Exercise aim: Nothing is to be altered; the data must be repeated exactly.

Data provided:
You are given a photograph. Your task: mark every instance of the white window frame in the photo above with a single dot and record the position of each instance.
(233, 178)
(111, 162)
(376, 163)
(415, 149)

Answer below:
You are given a photograph. Your task: mark every instance of the white window frame in the photo above with a single dot and record the position of each instance.
(233, 178)
(111, 162)
(376, 163)
(415, 149)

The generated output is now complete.